| WRITTEN TASK |
Reproduce, character for character, the lines of the records below from the line with "In the photo above, where can the golden" up to and including the line with "column 142, row 126".

| MATERIAL FOR THIS EXERCISE |
........

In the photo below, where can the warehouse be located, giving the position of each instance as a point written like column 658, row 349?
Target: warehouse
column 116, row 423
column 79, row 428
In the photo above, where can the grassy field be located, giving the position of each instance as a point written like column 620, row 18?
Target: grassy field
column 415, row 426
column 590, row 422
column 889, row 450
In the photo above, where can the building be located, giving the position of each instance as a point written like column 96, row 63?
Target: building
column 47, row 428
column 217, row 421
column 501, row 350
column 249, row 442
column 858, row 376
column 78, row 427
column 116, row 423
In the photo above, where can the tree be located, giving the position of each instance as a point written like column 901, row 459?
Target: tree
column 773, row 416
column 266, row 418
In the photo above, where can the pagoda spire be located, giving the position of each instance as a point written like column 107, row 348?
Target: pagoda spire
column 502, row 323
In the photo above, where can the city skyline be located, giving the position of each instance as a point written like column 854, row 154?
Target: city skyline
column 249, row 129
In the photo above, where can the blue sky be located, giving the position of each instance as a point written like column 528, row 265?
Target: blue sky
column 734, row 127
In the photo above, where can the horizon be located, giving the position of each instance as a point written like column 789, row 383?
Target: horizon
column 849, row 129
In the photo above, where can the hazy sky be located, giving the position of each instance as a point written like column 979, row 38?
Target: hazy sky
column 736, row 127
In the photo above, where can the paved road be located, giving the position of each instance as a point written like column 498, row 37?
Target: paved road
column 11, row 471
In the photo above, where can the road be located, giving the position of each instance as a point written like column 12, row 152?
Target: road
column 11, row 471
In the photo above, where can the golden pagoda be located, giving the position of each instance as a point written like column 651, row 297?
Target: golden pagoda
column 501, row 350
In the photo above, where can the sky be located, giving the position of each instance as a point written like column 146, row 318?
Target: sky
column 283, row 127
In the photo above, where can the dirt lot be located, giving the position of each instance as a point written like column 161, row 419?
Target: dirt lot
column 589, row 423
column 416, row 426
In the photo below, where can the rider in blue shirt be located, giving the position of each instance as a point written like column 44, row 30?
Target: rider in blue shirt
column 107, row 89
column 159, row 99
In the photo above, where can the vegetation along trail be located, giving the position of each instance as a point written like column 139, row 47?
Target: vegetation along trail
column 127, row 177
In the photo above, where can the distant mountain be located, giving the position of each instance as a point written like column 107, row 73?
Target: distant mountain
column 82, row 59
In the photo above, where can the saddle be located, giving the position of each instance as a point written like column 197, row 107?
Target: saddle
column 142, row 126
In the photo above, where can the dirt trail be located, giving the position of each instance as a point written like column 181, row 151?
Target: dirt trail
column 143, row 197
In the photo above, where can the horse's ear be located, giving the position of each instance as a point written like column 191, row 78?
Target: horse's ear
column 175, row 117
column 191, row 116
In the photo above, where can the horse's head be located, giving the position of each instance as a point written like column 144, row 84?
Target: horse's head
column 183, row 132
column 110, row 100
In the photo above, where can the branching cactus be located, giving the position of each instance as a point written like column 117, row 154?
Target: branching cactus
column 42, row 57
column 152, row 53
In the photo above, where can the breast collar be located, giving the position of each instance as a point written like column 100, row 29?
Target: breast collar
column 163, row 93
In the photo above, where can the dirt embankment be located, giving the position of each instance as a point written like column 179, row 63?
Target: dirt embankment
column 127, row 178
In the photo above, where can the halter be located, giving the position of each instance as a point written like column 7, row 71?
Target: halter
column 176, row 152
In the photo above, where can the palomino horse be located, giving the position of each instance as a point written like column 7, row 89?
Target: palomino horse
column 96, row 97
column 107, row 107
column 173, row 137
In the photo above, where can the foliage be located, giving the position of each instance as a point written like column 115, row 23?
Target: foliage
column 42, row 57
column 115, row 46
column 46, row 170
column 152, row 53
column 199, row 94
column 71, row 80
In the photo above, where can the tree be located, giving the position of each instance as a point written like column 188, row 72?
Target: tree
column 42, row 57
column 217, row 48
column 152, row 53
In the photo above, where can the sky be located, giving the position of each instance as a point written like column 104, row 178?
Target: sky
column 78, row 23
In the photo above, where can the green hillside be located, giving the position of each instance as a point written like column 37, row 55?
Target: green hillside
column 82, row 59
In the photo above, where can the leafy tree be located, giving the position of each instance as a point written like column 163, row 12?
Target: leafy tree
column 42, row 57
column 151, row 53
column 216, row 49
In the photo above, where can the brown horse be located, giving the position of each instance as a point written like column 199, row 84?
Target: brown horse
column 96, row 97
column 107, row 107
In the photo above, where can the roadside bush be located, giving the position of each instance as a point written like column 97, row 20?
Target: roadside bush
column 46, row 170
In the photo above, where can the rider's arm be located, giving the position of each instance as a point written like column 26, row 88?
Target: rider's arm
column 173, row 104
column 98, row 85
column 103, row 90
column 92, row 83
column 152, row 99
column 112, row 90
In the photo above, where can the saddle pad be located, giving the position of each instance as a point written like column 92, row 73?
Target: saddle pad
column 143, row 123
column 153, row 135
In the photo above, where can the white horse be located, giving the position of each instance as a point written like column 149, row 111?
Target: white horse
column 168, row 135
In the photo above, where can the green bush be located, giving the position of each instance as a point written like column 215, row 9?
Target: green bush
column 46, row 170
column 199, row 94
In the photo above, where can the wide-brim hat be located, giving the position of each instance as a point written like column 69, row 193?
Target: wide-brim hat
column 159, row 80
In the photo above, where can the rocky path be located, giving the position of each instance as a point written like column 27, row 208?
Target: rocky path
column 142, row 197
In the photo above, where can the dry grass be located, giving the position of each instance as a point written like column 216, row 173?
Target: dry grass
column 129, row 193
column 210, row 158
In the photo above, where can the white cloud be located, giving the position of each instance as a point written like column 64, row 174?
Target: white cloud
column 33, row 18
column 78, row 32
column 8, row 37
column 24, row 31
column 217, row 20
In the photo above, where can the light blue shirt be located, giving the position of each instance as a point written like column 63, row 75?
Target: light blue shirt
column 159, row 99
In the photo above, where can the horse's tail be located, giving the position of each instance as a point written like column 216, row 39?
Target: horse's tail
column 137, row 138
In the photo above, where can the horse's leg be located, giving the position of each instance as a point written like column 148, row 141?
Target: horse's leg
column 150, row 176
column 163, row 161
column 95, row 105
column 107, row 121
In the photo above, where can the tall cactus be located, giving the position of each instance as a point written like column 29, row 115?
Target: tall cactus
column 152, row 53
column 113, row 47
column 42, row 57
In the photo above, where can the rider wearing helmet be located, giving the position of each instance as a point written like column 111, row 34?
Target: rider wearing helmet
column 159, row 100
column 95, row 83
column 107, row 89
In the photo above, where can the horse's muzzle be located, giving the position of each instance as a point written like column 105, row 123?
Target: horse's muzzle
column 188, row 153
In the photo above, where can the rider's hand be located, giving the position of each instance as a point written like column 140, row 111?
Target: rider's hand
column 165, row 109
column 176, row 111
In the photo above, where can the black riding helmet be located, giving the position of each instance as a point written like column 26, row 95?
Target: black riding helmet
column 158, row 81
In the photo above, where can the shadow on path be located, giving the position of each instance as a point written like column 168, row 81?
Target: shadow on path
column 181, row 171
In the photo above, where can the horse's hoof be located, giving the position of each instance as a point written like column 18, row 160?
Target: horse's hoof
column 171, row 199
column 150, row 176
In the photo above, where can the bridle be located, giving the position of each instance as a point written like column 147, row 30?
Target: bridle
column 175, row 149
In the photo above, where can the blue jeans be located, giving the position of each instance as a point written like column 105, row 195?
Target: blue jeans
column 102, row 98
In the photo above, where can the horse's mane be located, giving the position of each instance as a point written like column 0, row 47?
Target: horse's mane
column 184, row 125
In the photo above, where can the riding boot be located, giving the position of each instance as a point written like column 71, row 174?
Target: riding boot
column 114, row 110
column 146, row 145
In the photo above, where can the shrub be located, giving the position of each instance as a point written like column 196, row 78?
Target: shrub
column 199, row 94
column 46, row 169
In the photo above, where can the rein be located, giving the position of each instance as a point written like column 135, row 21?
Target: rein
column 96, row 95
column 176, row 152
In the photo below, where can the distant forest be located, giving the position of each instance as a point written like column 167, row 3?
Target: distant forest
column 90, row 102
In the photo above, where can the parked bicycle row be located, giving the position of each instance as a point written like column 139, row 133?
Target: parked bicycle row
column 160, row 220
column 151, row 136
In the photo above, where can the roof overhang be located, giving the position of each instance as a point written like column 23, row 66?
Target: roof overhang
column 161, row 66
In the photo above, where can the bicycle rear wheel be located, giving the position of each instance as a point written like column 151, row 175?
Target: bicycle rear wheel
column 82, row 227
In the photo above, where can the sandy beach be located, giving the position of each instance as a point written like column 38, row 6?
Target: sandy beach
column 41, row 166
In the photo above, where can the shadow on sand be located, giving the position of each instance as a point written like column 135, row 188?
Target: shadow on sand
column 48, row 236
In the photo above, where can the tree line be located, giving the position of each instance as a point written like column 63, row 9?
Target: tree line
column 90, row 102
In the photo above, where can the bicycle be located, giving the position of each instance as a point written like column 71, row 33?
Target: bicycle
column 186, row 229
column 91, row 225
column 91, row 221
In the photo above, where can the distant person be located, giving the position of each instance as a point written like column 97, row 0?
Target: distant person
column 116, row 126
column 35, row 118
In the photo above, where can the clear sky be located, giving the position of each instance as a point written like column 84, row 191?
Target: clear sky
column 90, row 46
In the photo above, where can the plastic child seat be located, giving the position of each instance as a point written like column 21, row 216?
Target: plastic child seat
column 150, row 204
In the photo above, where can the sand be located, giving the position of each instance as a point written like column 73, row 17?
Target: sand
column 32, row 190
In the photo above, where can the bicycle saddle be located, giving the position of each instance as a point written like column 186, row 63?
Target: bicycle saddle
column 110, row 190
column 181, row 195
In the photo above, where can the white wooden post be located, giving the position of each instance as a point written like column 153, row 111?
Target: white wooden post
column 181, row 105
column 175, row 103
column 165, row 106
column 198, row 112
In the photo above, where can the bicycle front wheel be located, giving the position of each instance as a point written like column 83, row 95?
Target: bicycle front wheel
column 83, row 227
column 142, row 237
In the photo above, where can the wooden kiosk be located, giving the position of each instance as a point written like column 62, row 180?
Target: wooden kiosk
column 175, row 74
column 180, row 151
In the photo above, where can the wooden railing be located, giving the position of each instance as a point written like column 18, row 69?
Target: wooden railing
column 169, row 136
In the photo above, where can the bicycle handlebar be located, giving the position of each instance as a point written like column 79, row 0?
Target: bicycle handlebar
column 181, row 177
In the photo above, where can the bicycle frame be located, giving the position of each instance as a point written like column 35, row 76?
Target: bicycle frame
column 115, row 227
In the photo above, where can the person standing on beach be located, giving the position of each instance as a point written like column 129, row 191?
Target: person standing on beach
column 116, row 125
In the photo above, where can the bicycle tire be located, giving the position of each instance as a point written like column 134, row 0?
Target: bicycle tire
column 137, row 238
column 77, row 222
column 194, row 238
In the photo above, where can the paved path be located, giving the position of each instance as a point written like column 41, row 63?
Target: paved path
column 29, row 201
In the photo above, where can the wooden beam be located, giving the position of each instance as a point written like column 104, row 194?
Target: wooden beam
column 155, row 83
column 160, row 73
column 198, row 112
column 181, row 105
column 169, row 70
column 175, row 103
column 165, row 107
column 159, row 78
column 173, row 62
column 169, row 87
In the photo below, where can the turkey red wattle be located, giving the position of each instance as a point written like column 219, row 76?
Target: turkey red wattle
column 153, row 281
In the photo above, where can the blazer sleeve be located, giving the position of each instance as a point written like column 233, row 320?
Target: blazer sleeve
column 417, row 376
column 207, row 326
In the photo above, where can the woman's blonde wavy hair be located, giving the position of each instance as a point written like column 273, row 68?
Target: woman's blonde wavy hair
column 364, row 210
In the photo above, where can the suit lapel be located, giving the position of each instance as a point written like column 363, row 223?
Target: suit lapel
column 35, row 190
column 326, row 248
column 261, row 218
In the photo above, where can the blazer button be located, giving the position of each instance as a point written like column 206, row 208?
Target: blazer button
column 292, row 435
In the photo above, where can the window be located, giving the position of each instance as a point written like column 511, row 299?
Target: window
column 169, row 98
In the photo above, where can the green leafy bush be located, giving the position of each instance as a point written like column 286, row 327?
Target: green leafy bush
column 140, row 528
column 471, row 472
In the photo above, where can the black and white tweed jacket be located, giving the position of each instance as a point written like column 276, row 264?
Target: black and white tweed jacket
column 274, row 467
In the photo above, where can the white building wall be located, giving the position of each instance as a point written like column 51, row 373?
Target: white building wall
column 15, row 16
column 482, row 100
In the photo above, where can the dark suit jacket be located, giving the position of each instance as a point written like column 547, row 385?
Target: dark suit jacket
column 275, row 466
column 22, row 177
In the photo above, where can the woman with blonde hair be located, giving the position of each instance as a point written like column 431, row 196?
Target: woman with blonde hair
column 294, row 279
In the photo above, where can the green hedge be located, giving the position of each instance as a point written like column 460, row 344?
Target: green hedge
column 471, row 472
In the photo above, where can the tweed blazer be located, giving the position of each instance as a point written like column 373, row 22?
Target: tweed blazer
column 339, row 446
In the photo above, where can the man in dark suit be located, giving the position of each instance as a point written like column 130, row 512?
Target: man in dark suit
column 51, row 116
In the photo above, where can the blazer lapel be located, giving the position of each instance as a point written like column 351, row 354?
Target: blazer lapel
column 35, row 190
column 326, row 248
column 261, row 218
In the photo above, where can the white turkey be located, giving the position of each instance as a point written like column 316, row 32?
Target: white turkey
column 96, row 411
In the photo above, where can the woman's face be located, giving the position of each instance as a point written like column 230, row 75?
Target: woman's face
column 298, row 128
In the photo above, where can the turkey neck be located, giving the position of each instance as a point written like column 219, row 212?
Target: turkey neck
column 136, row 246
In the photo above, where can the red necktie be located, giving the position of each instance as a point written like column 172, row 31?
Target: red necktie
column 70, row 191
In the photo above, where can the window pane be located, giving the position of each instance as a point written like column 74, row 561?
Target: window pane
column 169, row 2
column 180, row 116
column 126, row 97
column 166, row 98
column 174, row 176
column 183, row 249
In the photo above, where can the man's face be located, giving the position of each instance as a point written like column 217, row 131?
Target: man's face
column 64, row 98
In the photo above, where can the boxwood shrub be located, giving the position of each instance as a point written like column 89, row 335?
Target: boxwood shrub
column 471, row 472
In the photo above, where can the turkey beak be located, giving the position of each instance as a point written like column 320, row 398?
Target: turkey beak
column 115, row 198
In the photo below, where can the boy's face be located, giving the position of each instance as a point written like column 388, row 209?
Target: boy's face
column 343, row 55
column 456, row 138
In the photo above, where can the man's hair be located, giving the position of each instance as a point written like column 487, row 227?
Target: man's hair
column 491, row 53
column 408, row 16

........

| EXPECTED OUTPUT |
In the photo above, where can the golden pagoda be located, giving the position of each instance as a point written like column 651, row 297?
Target: golden pagoda
column 501, row 350
In the photo above, where can the sky be located, giving the position of each instance as a point written like column 146, row 318?
Target: sky
column 283, row 127
In the photo above, where can the dirt lot be located, giving the position of each instance as a point written like column 161, row 419?
Target: dirt lot
column 589, row 423
column 416, row 426
In the photo below, where can the rider in blue shirt be located, giving the position of each instance as a point written like column 44, row 30?
Target: rider in blue shirt
column 107, row 89
column 159, row 99
In the photo above, where can the vegetation along trail be located, giving the position of each instance as a point written like column 139, row 47?
Target: vegetation along trail
column 127, row 177
In the photo above, where can the distant mountain be located, giving the position of each instance as a point written like column 107, row 73?
Target: distant mountain
column 82, row 59
In the photo above, where can the saddle be located, giving the position of each instance as a point written like column 197, row 107?
Target: saddle
column 142, row 126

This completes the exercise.